STATED TASK 1
According to the article on enterprise AI, what percentage of AI pilots in the enterprise did MIT find fail?

>> Start TEXT BLOCK

Every week, a new AI tool claims to reinvent the enterprise. But beneath the hype, many enterprises are grappling with a sobering reality: the GenAI solutions they've deployed are falling far short of expectations.

According to McKinsey, nearly eight in 10 enterprises deploying GenAI are still seeing no meaningful bottom-line impact. More recently, MIT found that 95% of AI pilots fail in the enterprise. The culprit? The unpredictable nature of GenAI itself.

The Trust Problem with GenAI

While GenAI can be a powerful tool for creativity and ideation, it is inherently unpredictable with randomness baked into the algorithm, and that is the one thing enterprises can't afford — especially at runtime. Organizations need reliability, transparency, and control to survive, particularly in highly regulated industries like healthcare, finance and insurance. If operations rely on free-form GenAI, the results can be chaotic.

One incorrect AI output can erode customer confidence, trigger compliance violations, or create significant financial risk. Take banking, for example: if a customer applies for a loan, the institution must ensure the decision is both accurate and repeatable. That means if the customer applies again tomorrow with the same information, they should receive the same outcome. Without that consistency, you undermine the trust of your organization.

The Path to Predictable AI Agents

The answer to predictable agents lies in the less glitzy, tried-and-true approach used by nearly all organizations in some form: the common workflow.

Enterprises typically leverage hundreds of different types of approved processes and workflows to get tasks done. This ensures consistency in outcomes no matter who or what is completing the work. Examples include the process for processing a loan, running a credit report inquiry, or resolving a customer service complaint.

When AI agents are grounded in these workflows, the results can be truly transformative. This ensures the agents follow approved procedures step by step, so they don't go off track and perform unexpected actions. This turns unpredictable AI agents into fully reliable teammates, which allows organizations to effectively scale agentic deployments across the enterprise.

Using the Right AI at the Right Time

AI definitely has a role in helping enterprises transform their workflows.

Deploying the right AI at right time can inject innovation and accelerate transformation. For example:

  • Design time is when enterprises create the optimal workflows and logic that run their organizations. This is when GenAI's powerful creative capabilities can really shine as the team brainstorms and explores different possibilities. At this ideation stage, you want all the reasoning power of GenAI to stimulate thinking, foster collaboration, and bring in the wisdom of the internet together with your own experiences.
  • Run time is when enterprises actively engage with customers or employees in live conversations. This is not the time for AI creativity or improv — when they need predictability and reliability at every turn. In run time, enterprises should leverage semantic AI, a specialized AI that understands context and follows the right workflow to ensure consistency, transparency, and control.

>> End TEXT BLOCK

STATED TASK 2
Express the records as a two-column CSV with the columns "prompt" and "response," one row per record, each value in a single quoted field with line breaks turned into spaces. Begin at the start of the records and stop after the line that contains "column 555, row 6".

>> Start TASK INPUTS

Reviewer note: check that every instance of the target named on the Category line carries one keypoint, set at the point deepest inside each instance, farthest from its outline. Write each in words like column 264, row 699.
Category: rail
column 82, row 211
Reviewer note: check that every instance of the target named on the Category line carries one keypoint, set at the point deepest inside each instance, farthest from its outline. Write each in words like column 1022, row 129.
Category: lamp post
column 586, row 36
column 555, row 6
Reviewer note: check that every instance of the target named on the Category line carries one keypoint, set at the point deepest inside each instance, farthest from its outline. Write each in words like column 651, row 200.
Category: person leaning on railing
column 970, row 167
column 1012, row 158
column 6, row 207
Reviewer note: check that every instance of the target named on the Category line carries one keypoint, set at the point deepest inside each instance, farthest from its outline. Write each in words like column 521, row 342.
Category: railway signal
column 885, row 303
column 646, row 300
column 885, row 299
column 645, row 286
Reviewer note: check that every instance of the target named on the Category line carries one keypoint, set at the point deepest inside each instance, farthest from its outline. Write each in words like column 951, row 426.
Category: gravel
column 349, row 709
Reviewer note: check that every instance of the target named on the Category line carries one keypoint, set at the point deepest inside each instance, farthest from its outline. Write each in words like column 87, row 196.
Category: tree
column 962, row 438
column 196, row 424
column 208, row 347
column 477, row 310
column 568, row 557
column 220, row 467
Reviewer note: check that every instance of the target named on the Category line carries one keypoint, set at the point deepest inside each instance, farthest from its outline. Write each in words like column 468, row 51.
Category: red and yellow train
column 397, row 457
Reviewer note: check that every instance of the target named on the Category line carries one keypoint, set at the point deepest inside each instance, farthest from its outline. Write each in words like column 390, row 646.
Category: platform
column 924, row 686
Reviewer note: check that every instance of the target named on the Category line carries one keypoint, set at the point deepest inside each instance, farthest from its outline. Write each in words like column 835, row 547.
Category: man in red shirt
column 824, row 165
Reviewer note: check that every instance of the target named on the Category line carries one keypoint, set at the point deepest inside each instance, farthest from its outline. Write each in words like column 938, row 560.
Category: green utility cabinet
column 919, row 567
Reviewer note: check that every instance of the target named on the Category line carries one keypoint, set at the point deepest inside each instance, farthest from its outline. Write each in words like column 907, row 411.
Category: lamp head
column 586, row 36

>> End TASK INPUTS

WRITTEN SOLUTION 1
95%

WRITTEN SOLUTION 2
prompt,response
"Reviewer note: check that every instance of the target named on the Category line carries one keypoint, set at the point deepest inside each instance, farthest from its outline. Write each in words like column 264, row 699. Category: rail","column 82, row 211"
"Reviewer note: check that every instance of the target named on the Category line carries one keypoint, set at the point deepest inside each instance, farthest from its outline. Write each in words like column 1022, row 129. Category: lamp post","column 586, row 36 column 555, row 6"